**Problem statement**
Lines from the first one down to the one containing "Search target: man's left arm" in the data below are the only ones needed; please return them exactly, both ends included.

**Supplied records**

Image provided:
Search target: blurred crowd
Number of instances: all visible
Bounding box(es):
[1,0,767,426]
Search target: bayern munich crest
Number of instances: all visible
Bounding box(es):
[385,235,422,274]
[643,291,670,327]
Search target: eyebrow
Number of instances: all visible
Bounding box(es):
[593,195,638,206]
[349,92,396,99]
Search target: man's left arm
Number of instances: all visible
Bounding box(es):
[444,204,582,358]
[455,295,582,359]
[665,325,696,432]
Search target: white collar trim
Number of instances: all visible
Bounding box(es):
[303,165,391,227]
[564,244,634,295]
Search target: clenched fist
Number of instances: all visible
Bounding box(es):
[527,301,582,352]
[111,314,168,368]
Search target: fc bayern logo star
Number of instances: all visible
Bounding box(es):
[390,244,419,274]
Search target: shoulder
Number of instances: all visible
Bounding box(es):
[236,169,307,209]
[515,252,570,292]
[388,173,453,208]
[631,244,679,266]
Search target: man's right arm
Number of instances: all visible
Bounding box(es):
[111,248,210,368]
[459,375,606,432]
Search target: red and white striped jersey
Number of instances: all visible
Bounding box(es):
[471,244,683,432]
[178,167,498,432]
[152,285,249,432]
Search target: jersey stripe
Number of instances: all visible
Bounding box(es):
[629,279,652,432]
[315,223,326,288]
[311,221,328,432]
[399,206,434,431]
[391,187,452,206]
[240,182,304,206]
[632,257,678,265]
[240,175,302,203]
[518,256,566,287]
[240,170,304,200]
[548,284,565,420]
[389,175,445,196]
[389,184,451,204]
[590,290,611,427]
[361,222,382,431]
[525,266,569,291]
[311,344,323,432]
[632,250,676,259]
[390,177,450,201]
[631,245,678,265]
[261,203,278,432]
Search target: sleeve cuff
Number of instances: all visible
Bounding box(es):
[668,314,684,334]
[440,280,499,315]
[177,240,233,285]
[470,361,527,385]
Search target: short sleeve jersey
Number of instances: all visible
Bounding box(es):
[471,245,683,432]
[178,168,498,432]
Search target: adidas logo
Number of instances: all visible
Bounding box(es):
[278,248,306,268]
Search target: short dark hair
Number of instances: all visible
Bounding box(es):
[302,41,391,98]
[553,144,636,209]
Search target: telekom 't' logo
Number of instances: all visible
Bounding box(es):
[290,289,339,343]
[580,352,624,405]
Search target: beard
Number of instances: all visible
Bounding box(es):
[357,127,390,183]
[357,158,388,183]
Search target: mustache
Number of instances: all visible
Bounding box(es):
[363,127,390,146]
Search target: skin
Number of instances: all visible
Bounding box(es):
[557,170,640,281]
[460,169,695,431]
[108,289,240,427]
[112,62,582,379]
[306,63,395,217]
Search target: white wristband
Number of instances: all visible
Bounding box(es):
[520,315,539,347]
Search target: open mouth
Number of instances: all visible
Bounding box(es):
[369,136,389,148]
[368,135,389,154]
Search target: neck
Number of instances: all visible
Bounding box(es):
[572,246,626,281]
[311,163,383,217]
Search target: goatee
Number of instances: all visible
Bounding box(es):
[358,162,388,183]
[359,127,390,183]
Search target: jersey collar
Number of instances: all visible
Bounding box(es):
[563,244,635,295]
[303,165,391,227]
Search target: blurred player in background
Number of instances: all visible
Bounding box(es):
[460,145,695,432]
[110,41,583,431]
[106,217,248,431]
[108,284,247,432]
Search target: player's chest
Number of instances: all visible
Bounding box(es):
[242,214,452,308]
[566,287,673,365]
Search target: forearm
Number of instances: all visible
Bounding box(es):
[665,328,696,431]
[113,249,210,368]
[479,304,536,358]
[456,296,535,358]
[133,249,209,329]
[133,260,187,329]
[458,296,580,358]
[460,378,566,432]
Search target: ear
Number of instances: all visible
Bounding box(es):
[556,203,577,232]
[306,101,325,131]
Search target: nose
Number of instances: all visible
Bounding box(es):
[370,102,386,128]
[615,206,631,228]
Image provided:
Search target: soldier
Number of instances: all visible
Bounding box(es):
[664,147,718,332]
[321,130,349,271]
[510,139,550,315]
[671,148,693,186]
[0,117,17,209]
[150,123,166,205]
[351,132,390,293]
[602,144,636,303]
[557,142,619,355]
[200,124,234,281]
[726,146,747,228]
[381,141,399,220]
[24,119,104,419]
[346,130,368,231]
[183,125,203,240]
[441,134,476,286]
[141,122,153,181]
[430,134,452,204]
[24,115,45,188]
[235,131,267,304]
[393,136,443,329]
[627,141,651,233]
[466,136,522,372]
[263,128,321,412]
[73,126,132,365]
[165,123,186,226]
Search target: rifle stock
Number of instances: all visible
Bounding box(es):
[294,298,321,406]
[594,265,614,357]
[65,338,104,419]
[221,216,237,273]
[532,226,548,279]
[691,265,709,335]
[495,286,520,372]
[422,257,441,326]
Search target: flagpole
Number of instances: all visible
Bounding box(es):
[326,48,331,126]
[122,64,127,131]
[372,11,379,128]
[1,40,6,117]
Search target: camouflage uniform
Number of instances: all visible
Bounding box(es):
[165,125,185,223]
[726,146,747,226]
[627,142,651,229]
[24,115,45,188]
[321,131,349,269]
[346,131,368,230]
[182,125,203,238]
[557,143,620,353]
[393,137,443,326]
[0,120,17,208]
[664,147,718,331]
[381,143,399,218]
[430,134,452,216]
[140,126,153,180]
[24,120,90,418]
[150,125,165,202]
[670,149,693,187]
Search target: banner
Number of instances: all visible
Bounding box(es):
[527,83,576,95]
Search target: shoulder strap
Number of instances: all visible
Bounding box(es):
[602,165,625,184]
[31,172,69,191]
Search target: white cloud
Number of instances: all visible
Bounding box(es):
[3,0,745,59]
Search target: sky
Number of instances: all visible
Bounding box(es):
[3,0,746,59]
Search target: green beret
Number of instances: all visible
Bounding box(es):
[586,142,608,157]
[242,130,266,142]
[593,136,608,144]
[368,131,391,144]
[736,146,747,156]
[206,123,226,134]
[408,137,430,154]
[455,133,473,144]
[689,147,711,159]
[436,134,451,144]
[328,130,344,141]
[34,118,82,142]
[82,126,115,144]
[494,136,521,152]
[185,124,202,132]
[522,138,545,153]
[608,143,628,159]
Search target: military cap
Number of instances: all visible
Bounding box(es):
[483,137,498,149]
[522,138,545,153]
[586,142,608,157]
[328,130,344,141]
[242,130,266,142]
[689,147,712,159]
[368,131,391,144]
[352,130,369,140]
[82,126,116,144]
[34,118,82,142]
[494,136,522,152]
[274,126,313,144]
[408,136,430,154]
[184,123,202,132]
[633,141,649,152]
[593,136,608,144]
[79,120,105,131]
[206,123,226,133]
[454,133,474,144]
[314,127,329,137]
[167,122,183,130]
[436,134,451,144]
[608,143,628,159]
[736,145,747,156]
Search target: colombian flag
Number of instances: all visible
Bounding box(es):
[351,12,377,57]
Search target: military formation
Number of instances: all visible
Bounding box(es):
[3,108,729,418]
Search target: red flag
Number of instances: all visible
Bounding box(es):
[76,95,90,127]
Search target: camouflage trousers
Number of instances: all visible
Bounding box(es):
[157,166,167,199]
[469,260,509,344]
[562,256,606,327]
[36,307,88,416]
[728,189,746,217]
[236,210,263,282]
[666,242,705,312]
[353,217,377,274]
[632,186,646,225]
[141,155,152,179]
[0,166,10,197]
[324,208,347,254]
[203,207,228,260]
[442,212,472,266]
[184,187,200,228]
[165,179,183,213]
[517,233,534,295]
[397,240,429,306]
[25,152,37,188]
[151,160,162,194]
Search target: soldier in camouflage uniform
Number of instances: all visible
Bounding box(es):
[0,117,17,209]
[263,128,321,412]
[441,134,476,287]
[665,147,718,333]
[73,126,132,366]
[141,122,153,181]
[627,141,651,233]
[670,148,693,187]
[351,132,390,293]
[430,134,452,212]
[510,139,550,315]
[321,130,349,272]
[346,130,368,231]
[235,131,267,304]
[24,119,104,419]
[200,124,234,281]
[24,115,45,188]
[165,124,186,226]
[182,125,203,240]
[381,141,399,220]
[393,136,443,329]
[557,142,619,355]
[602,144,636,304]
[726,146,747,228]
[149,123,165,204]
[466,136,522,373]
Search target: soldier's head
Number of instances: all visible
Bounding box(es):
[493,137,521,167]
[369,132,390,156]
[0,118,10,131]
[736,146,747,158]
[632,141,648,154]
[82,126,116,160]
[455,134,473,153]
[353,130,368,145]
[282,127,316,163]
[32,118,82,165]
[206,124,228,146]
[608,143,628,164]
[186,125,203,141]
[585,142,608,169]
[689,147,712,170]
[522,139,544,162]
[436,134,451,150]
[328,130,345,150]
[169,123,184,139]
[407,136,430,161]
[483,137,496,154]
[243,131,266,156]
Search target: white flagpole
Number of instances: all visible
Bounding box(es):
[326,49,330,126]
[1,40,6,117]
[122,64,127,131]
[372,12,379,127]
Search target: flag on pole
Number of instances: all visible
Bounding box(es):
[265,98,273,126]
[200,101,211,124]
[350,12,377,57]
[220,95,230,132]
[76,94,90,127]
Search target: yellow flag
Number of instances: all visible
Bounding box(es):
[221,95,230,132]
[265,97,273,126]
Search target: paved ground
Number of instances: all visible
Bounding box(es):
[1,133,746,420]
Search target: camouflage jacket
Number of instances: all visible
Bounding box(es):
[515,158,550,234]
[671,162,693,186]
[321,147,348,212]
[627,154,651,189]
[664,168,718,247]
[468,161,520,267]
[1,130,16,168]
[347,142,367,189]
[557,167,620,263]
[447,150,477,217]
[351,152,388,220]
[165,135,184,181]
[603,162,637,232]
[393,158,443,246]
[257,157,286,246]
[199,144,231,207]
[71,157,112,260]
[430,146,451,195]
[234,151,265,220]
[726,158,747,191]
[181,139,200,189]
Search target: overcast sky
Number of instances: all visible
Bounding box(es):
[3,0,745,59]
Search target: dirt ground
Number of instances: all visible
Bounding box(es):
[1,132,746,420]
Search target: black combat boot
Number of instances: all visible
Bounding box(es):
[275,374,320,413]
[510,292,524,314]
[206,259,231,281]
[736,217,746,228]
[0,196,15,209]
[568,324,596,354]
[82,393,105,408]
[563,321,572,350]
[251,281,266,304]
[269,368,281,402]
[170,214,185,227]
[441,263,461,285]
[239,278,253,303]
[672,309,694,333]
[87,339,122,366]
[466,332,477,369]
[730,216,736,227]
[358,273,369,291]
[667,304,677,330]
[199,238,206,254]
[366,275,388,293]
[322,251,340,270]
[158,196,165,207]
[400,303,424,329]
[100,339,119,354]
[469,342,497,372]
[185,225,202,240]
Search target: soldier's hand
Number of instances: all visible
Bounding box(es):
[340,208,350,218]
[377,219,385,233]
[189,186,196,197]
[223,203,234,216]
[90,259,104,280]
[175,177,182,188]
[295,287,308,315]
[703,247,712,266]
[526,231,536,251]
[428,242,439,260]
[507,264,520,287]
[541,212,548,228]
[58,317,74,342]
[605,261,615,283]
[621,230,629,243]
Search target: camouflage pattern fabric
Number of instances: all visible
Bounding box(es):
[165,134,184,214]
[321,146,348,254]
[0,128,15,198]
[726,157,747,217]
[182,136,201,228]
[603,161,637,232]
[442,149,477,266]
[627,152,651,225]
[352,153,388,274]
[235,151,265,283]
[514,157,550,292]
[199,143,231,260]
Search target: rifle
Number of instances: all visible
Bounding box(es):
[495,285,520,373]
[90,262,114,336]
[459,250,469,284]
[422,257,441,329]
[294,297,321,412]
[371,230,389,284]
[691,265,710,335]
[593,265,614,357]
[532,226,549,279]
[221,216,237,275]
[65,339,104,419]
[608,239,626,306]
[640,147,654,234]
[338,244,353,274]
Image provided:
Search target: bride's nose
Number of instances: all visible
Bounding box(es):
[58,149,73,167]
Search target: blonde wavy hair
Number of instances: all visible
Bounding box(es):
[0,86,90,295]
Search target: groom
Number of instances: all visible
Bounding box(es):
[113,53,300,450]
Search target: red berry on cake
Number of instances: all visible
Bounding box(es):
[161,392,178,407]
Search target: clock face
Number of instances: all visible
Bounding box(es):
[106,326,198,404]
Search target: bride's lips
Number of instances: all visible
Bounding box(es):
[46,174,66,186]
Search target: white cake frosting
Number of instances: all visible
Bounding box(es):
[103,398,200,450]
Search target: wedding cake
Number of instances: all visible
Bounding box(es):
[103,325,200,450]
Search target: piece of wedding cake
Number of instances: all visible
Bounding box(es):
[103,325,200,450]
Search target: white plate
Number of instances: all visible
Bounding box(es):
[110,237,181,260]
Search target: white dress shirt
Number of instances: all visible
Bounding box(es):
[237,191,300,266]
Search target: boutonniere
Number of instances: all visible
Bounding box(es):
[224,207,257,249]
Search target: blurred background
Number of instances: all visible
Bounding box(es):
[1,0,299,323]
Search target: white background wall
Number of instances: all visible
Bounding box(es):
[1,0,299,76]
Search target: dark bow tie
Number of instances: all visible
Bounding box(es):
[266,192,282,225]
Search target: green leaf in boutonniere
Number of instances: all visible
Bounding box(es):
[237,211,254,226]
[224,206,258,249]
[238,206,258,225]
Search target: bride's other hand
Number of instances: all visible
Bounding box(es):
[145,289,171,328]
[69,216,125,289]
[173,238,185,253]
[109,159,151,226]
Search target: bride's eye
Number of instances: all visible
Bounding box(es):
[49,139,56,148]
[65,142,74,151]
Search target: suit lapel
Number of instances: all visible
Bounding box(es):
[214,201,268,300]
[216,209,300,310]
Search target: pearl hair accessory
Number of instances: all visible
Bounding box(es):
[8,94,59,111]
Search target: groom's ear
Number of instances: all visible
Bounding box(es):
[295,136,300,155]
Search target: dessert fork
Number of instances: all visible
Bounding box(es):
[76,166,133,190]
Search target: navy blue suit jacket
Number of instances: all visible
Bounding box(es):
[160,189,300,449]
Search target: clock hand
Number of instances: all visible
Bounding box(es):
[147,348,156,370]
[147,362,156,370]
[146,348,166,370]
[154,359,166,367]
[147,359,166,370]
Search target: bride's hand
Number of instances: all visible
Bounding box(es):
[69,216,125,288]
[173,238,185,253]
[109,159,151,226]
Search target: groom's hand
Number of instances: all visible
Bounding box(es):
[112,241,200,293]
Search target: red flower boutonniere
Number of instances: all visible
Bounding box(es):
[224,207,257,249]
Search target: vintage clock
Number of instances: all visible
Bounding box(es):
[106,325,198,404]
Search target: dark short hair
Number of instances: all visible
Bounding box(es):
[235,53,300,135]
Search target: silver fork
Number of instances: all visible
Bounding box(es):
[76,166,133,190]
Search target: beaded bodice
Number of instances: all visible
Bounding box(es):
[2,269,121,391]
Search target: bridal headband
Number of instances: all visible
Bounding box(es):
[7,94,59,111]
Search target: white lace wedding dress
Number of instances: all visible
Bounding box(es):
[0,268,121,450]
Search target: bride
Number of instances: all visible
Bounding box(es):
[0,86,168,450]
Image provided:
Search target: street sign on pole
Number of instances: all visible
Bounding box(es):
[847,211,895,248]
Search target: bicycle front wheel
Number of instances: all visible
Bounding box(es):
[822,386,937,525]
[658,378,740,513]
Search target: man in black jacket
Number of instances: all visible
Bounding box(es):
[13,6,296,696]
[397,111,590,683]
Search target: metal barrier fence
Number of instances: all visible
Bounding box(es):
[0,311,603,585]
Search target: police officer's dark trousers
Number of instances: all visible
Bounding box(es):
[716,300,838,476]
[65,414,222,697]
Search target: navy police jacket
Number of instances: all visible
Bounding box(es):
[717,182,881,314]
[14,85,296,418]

**Your solution**
Image provided:
Search target: blurred crowd
Number of instances: all visible
Bounding box(es):
[1,0,767,426]
Search target: bayern munich crest
Number of instances: all visible
Bounding box(es):
[385,235,422,274]
[643,291,670,327]
Search target: eyebrow
Number of instances: all visible
Bounding box(es):
[593,195,638,206]
[349,92,396,99]
Search target: man's left arm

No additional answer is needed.